## WHAT IS EXPECTED
Reproduce the text of every entry in the listing below, switching "instance" to "occurrence" and leaving everything else unchanged. Omit the pictures from your answer.

Point annotations for photos
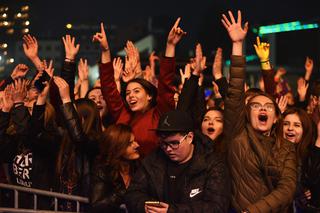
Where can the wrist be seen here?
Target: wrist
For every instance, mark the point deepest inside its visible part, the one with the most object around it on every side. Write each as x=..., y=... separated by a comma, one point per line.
x=105, y=49
x=6, y=109
x=66, y=100
x=237, y=48
x=69, y=59
x=302, y=98
x=17, y=104
x=217, y=76
x=317, y=142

## REPLY
Where can the wrist be seen here?
Target: wrist
For every occurrence, mark the point deepest inside its visible part, the one with the most object around it on every side. Write each as x=..., y=... separated by a comma, one point per line.
x=105, y=49
x=6, y=109
x=66, y=100
x=237, y=48
x=69, y=59
x=302, y=98
x=17, y=104
x=217, y=76
x=317, y=142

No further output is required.